### Directions for this task
How do the lines below between the ones holding "For every <instance>, output" and "box: [214, 114, 245, 432]", inclusive, read? Give them again exactly, with no other lines.

### Records for the task
----

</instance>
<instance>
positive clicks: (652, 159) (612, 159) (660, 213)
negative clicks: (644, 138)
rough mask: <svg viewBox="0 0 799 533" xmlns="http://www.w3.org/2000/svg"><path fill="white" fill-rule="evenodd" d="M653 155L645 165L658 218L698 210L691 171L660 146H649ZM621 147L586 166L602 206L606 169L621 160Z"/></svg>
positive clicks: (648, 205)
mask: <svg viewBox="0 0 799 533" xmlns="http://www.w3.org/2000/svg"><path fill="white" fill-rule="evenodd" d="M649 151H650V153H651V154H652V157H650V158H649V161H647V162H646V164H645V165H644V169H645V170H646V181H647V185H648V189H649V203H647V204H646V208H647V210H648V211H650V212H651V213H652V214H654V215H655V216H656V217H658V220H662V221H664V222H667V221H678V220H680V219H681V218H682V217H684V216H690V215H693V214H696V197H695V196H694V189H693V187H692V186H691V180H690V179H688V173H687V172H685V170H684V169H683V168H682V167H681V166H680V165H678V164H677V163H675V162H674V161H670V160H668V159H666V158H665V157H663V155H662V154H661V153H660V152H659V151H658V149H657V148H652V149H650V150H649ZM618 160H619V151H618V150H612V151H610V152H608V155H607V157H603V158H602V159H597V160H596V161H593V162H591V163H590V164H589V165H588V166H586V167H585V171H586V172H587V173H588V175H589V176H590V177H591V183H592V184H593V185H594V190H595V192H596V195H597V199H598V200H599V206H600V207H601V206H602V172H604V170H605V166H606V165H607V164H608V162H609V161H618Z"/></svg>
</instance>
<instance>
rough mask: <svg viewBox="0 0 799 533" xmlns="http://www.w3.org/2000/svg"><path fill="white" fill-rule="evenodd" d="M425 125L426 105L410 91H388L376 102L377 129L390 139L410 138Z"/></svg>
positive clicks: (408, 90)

----

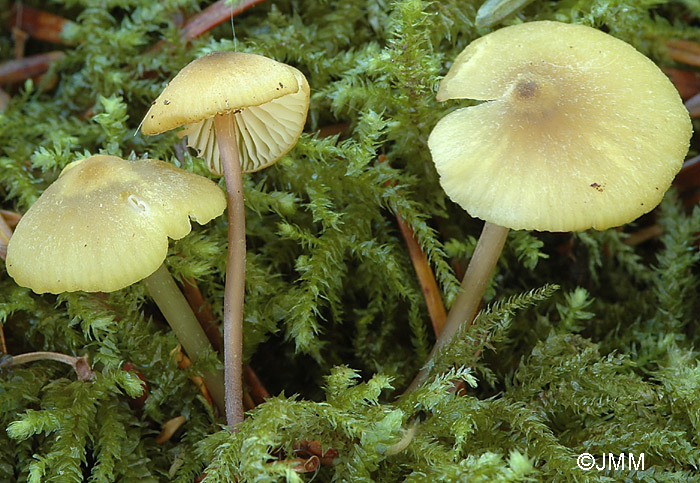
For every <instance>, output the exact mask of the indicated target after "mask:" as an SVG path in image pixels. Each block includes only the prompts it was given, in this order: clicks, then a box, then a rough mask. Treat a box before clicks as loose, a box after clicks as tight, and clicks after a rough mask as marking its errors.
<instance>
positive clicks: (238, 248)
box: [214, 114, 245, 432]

----

### Response
For every <instance>, output the exact mask of the indicated target after "mask:" as an SVG path in image pixels. Each block includes only the prompts it was given, in this order: clicks, then a box, then a rough mask. Treat a box before clicks as loose, a box after clicks as tight, and clicks after a rough mask as marking its errors.
<instance>
positive clicks: (238, 248)
box: [214, 114, 245, 432]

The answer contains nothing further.